## Goal
Pick out and copy every line of the records below that contains the string "stone". Case counts.

## Task material
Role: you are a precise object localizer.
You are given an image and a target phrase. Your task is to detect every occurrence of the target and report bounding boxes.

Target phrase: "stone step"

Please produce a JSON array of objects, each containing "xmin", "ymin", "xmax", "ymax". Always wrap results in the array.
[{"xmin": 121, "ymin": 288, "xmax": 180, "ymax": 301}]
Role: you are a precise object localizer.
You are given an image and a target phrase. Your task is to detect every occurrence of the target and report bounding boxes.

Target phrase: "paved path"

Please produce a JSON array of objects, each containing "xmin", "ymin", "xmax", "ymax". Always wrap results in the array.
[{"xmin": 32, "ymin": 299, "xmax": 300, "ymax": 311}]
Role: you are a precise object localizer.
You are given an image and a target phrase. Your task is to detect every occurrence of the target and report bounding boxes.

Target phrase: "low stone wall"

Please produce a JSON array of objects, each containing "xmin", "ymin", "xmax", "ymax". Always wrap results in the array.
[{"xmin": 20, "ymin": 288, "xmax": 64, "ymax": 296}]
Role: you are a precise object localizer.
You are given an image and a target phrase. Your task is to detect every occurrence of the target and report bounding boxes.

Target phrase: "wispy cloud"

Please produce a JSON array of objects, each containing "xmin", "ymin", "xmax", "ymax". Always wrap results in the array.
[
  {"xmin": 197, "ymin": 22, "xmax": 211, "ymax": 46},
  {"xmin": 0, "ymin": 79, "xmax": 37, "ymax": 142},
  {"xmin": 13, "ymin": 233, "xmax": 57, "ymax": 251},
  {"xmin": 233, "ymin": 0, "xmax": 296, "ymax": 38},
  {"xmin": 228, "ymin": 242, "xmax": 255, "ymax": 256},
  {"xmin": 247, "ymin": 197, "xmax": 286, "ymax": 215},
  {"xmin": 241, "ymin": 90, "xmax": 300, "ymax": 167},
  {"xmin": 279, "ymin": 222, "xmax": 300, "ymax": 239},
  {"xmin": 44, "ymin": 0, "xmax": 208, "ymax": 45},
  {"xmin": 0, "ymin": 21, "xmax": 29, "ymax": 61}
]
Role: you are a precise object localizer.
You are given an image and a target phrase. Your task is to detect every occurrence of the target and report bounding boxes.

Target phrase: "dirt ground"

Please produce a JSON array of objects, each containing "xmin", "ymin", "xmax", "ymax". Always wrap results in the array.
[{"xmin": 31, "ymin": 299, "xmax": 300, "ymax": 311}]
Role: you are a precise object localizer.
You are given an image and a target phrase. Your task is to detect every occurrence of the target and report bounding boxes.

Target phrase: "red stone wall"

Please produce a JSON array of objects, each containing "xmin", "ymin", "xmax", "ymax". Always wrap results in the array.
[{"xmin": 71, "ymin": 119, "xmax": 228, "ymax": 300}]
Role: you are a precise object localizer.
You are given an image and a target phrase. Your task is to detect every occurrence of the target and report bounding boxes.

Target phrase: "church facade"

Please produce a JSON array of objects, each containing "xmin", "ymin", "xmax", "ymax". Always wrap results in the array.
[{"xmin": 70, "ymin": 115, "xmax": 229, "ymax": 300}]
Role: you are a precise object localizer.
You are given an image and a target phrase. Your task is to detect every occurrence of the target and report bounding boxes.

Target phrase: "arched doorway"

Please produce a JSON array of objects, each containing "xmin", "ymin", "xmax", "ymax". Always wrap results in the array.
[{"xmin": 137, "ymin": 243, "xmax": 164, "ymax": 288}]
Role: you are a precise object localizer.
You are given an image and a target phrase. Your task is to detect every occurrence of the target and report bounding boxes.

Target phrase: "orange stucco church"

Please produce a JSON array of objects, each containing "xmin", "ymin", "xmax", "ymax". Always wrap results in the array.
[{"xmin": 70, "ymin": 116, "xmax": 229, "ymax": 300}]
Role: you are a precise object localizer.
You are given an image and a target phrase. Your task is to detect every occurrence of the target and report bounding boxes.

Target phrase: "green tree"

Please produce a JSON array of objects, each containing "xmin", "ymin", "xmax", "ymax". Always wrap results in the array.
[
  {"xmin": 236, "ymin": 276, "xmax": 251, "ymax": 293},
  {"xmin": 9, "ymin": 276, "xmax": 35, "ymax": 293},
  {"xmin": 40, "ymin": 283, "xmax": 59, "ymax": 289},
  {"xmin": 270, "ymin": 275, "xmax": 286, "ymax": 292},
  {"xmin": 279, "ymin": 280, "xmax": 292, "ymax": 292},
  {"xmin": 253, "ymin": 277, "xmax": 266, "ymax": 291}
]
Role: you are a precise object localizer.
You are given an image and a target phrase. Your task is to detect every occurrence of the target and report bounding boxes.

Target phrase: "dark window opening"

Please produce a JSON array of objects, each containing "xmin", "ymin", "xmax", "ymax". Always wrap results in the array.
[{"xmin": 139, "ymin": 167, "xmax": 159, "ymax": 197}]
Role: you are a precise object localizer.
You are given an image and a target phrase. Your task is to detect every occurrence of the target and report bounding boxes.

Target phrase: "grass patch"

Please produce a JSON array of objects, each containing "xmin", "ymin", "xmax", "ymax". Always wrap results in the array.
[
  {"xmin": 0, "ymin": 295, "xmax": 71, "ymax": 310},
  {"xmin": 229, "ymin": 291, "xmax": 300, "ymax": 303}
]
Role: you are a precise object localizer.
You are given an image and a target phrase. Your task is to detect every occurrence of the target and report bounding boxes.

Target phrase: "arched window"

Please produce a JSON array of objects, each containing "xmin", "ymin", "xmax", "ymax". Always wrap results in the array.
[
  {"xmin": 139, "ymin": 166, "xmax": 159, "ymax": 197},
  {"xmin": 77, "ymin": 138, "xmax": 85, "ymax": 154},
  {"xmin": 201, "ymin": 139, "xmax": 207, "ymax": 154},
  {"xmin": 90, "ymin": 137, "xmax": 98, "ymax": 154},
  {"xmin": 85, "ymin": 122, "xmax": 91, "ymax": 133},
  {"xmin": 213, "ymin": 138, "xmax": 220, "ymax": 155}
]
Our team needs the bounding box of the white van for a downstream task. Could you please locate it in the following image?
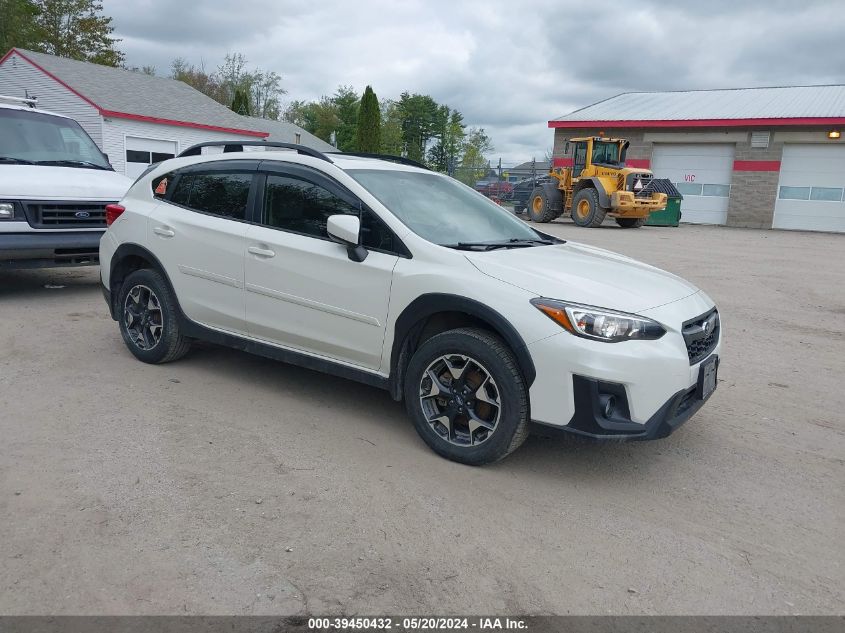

## Result
Target phrase: "stone step"
Target phrase: "low stone wall"
Target phrase: "red stone wall"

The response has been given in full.